** START OF SUPPLIED RECORDS **

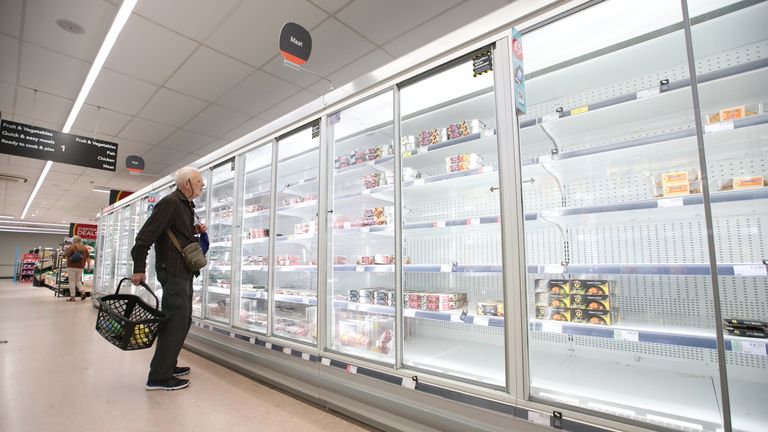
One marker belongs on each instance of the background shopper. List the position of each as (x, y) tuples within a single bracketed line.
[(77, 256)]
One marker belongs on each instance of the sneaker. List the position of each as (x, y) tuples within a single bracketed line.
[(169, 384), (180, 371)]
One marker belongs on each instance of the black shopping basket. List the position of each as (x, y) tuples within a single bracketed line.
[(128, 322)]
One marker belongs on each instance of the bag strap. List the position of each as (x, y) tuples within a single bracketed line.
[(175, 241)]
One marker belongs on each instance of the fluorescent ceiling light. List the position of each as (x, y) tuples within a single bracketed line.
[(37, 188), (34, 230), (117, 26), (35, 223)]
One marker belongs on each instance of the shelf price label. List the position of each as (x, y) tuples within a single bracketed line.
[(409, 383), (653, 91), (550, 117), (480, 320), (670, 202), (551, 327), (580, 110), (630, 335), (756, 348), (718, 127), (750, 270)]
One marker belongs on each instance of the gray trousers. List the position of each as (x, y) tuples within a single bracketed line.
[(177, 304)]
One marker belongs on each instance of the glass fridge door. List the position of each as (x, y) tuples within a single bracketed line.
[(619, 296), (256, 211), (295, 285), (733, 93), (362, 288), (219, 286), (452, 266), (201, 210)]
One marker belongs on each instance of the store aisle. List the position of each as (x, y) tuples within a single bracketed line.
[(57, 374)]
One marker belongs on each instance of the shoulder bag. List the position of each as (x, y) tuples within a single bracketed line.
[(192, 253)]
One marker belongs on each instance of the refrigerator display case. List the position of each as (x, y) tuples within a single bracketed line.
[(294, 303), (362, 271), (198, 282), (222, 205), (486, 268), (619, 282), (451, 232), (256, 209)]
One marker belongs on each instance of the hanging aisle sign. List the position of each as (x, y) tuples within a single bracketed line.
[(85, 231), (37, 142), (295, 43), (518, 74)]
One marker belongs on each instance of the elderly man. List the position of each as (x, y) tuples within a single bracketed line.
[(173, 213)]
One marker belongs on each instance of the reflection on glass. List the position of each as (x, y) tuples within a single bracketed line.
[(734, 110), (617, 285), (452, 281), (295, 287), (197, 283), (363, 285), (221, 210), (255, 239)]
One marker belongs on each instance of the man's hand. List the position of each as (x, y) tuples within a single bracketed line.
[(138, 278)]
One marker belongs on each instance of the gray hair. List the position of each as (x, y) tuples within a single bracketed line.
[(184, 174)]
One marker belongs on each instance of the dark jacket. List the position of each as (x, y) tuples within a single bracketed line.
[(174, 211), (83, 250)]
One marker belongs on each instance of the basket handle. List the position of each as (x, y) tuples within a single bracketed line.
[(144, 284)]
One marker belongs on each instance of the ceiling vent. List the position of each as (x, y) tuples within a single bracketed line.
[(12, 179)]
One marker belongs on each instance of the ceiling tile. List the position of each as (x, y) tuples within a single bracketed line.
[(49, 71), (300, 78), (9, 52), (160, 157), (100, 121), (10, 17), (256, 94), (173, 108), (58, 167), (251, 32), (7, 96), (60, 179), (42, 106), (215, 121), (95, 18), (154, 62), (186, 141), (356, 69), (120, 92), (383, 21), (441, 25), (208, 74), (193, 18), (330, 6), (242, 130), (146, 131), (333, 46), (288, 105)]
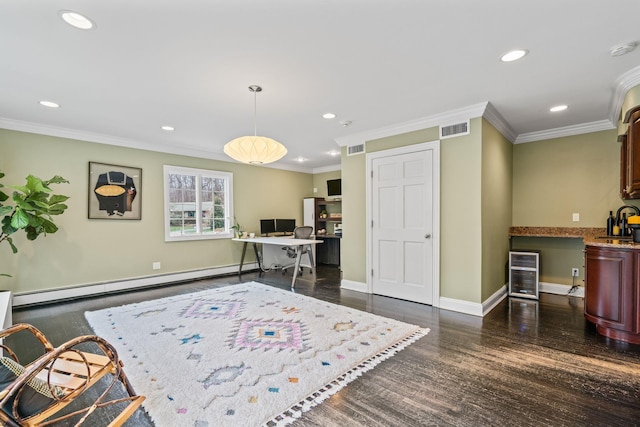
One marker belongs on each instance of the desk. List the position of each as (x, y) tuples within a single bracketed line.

** END OF SUPPLIED RECORDS **
** START OF SUPPLIED RECORDS **

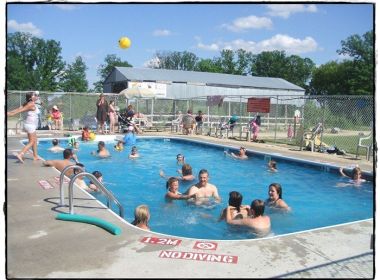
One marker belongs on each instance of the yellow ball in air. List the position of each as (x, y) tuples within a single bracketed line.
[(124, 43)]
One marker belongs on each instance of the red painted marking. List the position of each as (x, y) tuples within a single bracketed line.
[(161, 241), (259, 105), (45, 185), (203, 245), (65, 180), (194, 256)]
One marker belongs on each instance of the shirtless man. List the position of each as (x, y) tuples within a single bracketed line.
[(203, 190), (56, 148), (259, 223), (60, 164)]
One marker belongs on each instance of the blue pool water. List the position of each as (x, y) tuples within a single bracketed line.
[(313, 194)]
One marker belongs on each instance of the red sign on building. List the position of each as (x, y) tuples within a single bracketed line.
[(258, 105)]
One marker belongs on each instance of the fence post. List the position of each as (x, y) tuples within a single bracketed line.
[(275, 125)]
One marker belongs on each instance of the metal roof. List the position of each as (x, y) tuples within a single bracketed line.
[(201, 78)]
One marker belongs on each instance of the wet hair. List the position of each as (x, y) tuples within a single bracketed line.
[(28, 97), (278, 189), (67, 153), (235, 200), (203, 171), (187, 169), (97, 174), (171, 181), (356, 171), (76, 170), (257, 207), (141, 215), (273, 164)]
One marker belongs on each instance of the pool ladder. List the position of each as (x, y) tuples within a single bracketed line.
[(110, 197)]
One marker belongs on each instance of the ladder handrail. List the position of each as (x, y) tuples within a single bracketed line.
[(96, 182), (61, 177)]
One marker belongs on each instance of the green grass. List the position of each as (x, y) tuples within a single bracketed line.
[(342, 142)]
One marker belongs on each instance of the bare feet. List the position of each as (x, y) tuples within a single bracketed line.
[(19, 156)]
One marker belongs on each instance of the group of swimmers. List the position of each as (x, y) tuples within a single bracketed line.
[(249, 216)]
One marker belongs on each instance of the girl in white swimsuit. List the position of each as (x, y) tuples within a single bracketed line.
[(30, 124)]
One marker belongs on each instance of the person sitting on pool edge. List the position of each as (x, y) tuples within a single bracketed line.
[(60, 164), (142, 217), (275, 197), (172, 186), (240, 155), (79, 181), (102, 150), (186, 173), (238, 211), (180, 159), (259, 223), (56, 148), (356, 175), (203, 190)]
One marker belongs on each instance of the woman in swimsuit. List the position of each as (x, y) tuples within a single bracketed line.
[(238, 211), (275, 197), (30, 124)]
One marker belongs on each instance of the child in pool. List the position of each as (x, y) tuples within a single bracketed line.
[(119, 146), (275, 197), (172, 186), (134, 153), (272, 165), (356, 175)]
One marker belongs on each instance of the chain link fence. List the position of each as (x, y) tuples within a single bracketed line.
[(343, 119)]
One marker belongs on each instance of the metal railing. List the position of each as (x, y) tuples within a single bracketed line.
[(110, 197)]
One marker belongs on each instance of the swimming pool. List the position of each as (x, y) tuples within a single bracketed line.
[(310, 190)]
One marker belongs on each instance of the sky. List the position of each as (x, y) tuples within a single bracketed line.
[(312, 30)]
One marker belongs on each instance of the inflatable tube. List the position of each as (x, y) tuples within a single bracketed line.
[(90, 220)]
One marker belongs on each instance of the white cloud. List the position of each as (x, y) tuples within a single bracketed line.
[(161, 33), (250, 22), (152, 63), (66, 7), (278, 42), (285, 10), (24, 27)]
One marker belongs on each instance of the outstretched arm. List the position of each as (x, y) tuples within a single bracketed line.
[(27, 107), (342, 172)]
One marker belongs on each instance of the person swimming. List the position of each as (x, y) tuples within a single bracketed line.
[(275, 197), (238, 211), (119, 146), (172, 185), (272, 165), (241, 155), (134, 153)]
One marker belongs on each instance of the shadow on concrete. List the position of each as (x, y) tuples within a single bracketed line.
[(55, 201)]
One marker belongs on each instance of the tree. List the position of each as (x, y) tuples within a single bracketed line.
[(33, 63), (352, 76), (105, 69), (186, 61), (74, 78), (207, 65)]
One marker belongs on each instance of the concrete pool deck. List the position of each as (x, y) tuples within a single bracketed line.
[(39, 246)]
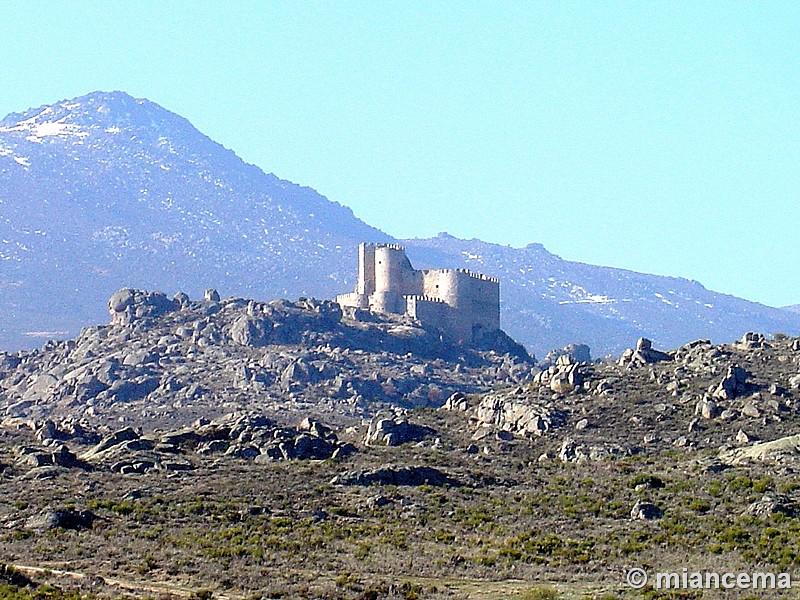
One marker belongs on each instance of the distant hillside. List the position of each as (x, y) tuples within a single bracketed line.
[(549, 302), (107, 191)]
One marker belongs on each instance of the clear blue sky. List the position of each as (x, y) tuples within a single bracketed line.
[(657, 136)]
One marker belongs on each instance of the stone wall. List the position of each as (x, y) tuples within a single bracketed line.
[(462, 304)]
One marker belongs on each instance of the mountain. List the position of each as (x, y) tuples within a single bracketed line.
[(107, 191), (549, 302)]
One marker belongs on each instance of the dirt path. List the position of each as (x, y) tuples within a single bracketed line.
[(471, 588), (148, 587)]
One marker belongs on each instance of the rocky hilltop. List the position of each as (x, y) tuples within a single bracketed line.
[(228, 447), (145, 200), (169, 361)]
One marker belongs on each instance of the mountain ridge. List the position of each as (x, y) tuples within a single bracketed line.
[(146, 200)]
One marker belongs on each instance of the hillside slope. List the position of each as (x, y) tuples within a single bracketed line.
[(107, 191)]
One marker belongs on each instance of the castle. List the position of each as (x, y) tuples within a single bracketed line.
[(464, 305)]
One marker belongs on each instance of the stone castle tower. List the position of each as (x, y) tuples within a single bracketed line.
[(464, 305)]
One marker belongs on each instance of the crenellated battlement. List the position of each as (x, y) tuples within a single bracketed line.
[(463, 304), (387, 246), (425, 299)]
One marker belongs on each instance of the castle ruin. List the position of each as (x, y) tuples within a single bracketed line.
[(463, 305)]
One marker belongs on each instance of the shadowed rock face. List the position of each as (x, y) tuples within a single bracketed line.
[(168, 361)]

** END OF SUPPLIED RECORDS **

■ WORK TO COMPLETE: Update the lines between the one holding "One marker belongs on each instance of the background" and the one holding "[(169, 384), (180, 371)]", inclusive, so that "sneaker" becomes "running shoe" and nothing else changes.

■ EXERCISE OUTPUT:
One marker belongs on each instance of the background shopper. List the position of each as (x, y) tuples within a single bracketed line.
[(77, 256)]
One marker belongs on each instance of the running shoe. List the position of each as (x, y) tuples within a single bracketed line.
[(169, 384), (180, 371)]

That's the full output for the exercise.